§ **What you are asked to do**
Rescale the material from the line containing "Would you mind pointing to the computer tower" down to the line containing "(1421, 344)", both ends included, and give back only those lines. Keep the wording as it is, but multiply every x and y coordinate in the answers by 1.45, rounding each result to a whole number with halves rounded up.

— begin Record list —

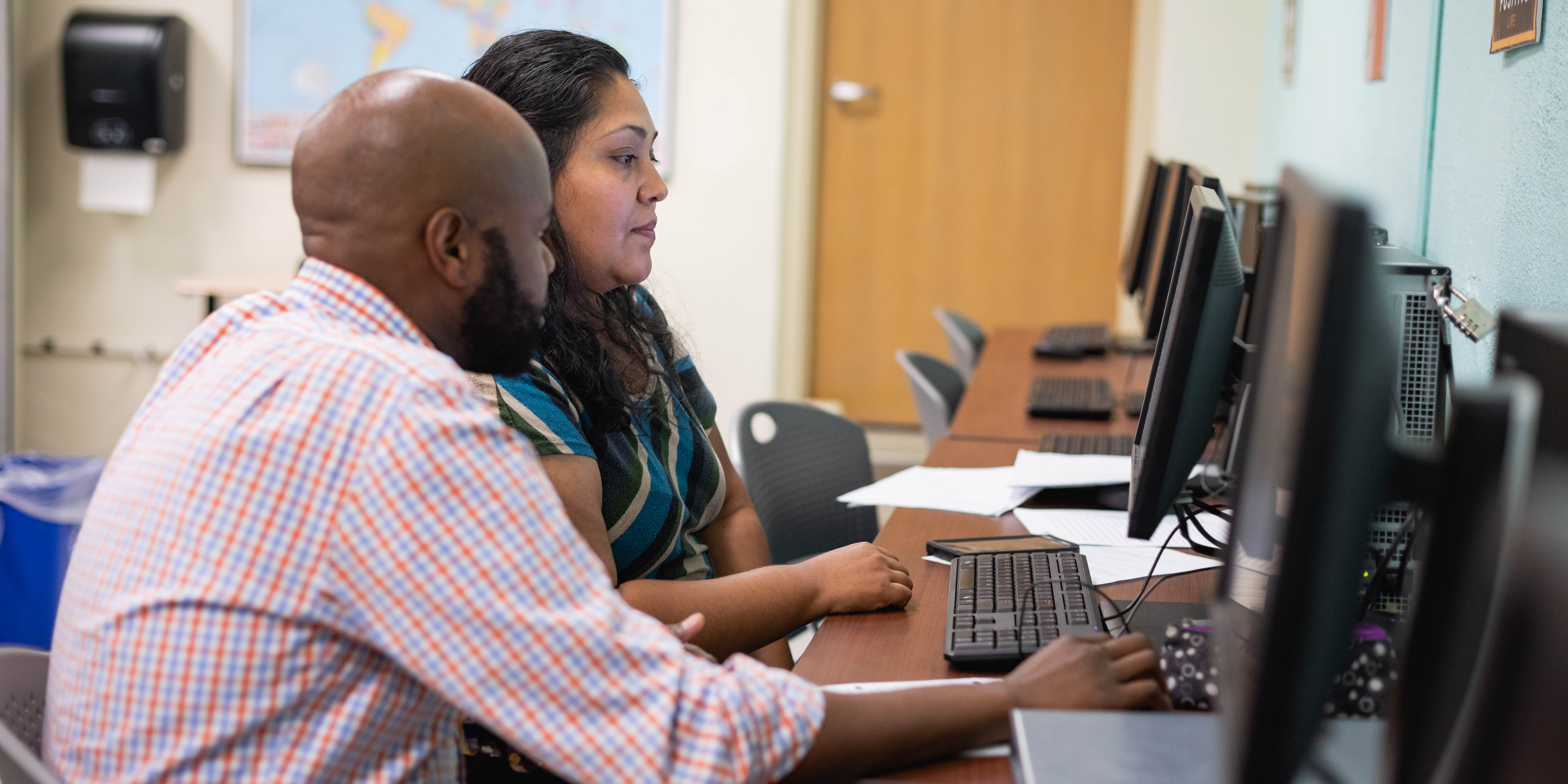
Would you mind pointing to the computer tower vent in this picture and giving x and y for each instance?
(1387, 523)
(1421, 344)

— end Record list —
— begin Record list —

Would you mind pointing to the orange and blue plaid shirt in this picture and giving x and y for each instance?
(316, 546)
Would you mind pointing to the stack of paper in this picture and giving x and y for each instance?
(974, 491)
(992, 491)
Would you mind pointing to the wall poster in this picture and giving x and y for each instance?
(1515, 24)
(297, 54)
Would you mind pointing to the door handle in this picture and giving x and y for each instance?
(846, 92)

— end Record list —
— begin Record list —

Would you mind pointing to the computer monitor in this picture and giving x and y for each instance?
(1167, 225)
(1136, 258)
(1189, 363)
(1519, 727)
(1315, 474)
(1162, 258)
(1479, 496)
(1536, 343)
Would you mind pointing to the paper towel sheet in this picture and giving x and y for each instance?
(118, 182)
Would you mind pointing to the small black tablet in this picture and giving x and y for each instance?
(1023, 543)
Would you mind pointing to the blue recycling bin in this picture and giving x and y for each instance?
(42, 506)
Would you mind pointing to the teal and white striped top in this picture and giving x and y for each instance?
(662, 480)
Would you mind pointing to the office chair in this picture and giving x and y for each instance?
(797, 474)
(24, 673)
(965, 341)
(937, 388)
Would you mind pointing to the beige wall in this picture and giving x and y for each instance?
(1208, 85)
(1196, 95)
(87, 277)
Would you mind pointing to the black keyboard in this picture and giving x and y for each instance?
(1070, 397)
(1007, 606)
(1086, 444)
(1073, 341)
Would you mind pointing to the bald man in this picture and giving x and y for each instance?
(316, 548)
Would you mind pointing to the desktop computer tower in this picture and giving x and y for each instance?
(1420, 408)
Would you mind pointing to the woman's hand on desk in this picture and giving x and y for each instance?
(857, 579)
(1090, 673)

— end Record list —

§ **Result of the exercise**
Would you mind pointing to the computer tower vent in this picture and giving x and y for each instance?
(2011, 758)
(2060, 499)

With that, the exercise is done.